*Dataset records*.
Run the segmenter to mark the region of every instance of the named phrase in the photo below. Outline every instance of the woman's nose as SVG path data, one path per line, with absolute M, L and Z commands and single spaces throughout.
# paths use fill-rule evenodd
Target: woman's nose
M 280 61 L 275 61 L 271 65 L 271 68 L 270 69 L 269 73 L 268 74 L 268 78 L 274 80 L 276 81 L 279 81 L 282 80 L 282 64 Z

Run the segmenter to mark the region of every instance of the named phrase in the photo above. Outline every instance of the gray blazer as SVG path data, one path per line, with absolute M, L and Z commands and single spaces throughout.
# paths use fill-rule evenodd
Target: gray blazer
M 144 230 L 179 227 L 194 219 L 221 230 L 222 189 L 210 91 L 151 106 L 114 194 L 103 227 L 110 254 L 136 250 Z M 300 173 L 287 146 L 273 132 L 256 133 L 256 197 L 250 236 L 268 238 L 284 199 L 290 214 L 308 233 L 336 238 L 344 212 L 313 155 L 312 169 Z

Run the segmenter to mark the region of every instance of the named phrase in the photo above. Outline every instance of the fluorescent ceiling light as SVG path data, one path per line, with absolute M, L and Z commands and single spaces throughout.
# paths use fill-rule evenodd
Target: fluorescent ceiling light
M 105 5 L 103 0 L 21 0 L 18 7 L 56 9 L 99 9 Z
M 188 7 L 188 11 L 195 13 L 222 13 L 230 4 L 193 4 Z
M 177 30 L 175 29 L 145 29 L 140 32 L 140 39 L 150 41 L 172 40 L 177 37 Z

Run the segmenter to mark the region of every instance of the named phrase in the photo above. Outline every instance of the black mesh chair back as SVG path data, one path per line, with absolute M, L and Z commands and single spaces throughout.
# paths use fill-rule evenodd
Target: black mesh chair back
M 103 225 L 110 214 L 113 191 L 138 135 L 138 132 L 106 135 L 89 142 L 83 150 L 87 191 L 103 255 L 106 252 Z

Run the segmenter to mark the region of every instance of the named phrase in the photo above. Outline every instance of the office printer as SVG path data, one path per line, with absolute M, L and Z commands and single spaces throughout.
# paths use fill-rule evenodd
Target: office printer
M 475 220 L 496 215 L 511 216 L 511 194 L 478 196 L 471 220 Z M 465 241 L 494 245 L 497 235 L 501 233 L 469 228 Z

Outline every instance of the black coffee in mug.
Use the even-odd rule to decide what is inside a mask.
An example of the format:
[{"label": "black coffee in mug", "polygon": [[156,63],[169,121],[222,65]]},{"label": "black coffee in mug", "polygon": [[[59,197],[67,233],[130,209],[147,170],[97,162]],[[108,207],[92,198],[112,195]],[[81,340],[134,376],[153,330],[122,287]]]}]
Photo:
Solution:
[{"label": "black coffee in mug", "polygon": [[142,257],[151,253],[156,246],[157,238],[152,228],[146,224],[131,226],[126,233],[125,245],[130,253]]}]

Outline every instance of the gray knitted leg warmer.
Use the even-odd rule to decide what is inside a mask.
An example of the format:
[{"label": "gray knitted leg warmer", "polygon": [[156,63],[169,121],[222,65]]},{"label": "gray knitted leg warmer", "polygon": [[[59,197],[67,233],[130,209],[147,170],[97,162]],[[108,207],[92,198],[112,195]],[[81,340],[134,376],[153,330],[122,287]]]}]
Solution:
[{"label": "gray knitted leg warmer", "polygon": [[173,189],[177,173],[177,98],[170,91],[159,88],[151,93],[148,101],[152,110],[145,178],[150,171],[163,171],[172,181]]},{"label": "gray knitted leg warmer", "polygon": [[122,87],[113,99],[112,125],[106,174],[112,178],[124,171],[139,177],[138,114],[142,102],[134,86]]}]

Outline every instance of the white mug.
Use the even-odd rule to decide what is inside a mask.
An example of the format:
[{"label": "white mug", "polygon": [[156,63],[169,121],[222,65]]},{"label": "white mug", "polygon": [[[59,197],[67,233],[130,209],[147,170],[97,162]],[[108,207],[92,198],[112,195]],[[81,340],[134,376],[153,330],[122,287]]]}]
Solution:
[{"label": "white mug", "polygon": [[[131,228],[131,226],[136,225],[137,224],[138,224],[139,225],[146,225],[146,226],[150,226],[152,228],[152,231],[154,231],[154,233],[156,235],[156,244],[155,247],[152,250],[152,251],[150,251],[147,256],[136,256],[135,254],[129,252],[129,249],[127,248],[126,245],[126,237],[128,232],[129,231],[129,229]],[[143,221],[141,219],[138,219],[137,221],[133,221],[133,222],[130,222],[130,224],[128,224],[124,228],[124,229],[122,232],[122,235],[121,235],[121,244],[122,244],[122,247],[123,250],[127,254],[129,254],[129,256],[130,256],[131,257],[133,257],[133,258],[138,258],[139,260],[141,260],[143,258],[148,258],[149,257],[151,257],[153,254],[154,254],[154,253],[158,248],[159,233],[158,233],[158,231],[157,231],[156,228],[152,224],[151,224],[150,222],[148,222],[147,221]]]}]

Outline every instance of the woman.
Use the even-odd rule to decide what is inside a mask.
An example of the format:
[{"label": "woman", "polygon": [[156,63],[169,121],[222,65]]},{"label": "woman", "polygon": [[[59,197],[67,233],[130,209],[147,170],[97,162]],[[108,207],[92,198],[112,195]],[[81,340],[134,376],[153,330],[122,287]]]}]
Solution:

*Goal of the exercise*.
Rewrite every line of the entries above, replacing "segmenter" with "segmentation tool" and keeping everything else the same.

*Task result*.
Run the segmentation tool to mark the region of every instance of the named phrase in the photo below. Outline every instance of the woman's nose as SVG path data, one path per line, with absolute M, L and Z commands and single spaces throughout.
# paths use fill-rule evenodd
Target: woman's nose
M 280 61 L 275 61 L 271 65 L 271 68 L 270 69 L 269 73 L 268 74 L 268 78 L 274 80 L 276 81 L 279 81 L 282 80 L 282 64 Z

Run the segmentation tool to mark the region of every instance of the named phrase in the photo above. Outline every instance of the gray blazer as SVG path data, one path per line, with absolute M, L and Z commands and single spaces throughout.
# paths use fill-rule evenodd
Target: gray blazer
M 144 230 L 179 227 L 194 219 L 221 230 L 222 189 L 210 91 L 151 106 L 114 194 L 103 227 L 110 254 L 136 250 Z M 300 173 L 287 146 L 273 132 L 256 133 L 256 197 L 250 236 L 268 238 L 284 199 L 290 214 L 308 233 L 336 238 L 344 212 L 313 155 L 312 169 Z

Run the segmentation tool to mark the region of every instance of the named phrase in the photo above. Outline every instance of the fluorescent ceiling light as SVG path data, one path per line, with absolute M, L and Z commands and single spaces throughout.
# paths use fill-rule evenodd
Target: fluorescent ceiling light
M 105 5 L 103 0 L 21 0 L 18 7 L 56 9 L 99 9 Z
M 188 7 L 188 11 L 195 13 L 222 13 L 230 4 L 193 4 Z
M 177 30 L 175 29 L 145 29 L 140 32 L 140 39 L 150 41 L 172 40 L 177 37 Z

Run the segmentation tool to mark the region of every instance of the named phrase in the photo above. Outline every instance of the black mesh chair back as SVG path data, one path per line, with absolute M, L and Z commands and single spaces throughout.
# paths use fill-rule evenodd
Target: black mesh chair back
M 103 225 L 110 214 L 113 191 L 138 135 L 138 132 L 106 135 L 89 142 L 83 150 L 87 191 L 103 255 L 106 252 Z

Run the segmentation tool to mark the region of every instance of the named phrase in the photo above. Outline every instance of the office printer as SVG path data, one path per line, with absolute M, L and Z commands and single spaces throughout.
# paths use fill-rule evenodd
Target: office printer
M 475 220 L 496 215 L 511 216 L 511 194 L 478 196 L 471 220 Z M 465 241 L 494 245 L 497 235 L 501 233 L 469 228 Z

Outline every instance of the black coffee in mug.
Use the even-odd rule to decide what is inside a mask.
An example of the format:
[{"label": "black coffee in mug", "polygon": [[156,63],[169,121],[222,65]]},{"label": "black coffee in mug", "polygon": [[[59,197],[67,233],[130,209],[147,170],[97,162]],[[108,207],[92,198],[112,195]],[[81,340],[134,376],[153,330],[122,287]]]}]
Photo:
Solution:
[{"label": "black coffee in mug", "polygon": [[142,257],[151,253],[156,246],[157,238],[152,228],[146,224],[131,226],[126,233],[125,245],[130,253]]}]

Outline every instance of the gray knitted leg warmer.
Use the even-odd rule to decide what is inside a mask.
An example of the format:
[{"label": "gray knitted leg warmer", "polygon": [[156,63],[169,121],[222,65]]},{"label": "gray knitted leg warmer", "polygon": [[[59,197],[67,233],[130,209],[147,170],[97,162]],[[108,207],[92,198],[112,195]],[[81,340],[134,376],[153,330],[122,287]]]}]
Solution:
[{"label": "gray knitted leg warmer", "polygon": [[173,189],[177,173],[177,98],[170,91],[159,88],[151,93],[148,101],[152,110],[145,178],[150,171],[163,171],[172,181]]},{"label": "gray knitted leg warmer", "polygon": [[122,87],[113,99],[112,125],[106,174],[112,178],[124,171],[139,177],[138,114],[142,102],[134,86]]}]

Outline every instance of the white mug.
Use the even-odd rule to decide what is inside a mask.
An example of the format:
[{"label": "white mug", "polygon": [[156,63],[169,121],[222,65]]},{"label": "white mug", "polygon": [[[59,197],[67,233],[130,209],[147,170],[97,162]],[[108,207],[92,198],[112,195]],[[81,340],[134,376],[153,330],[122,287]]]}]
Solution:
[{"label": "white mug", "polygon": [[[131,228],[131,226],[136,225],[137,224],[138,224],[139,225],[146,225],[146,226],[150,226],[152,228],[152,231],[154,231],[154,233],[156,235],[156,244],[155,247],[152,250],[152,251],[150,251],[147,256],[136,256],[135,254],[129,252],[129,249],[127,248],[126,245],[126,237],[128,232],[129,231],[129,229]],[[143,221],[141,219],[138,219],[137,221],[133,221],[133,222],[130,222],[130,224],[128,224],[124,228],[124,229],[122,232],[122,235],[121,235],[121,244],[122,244],[122,247],[123,250],[127,254],[129,254],[129,256],[130,256],[131,257],[133,257],[133,258],[138,258],[139,260],[141,260],[143,258],[148,258],[149,257],[151,257],[153,254],[154,254],[154,253],[158,248],[159,233],[158,233],[158,231],[157,231],[156,228],[152,224],[151,224],[150,222],[148,222],[147,221]]]}]

Outline every instance of the woman.
Use the even-odd rule to decide what is inside a mask.
An example of the format:
[{"label": "woman", "polygon": [[156,63],[169,121],[222,65]]},{"label": "woman", "polygon": [[[59,197],[67,233],[130,209],[147,170],[97,162]],[[108,207],[92,198],[112,195]],[[81,340],[134,376],[153,330],[122,287]]]}]
Solution:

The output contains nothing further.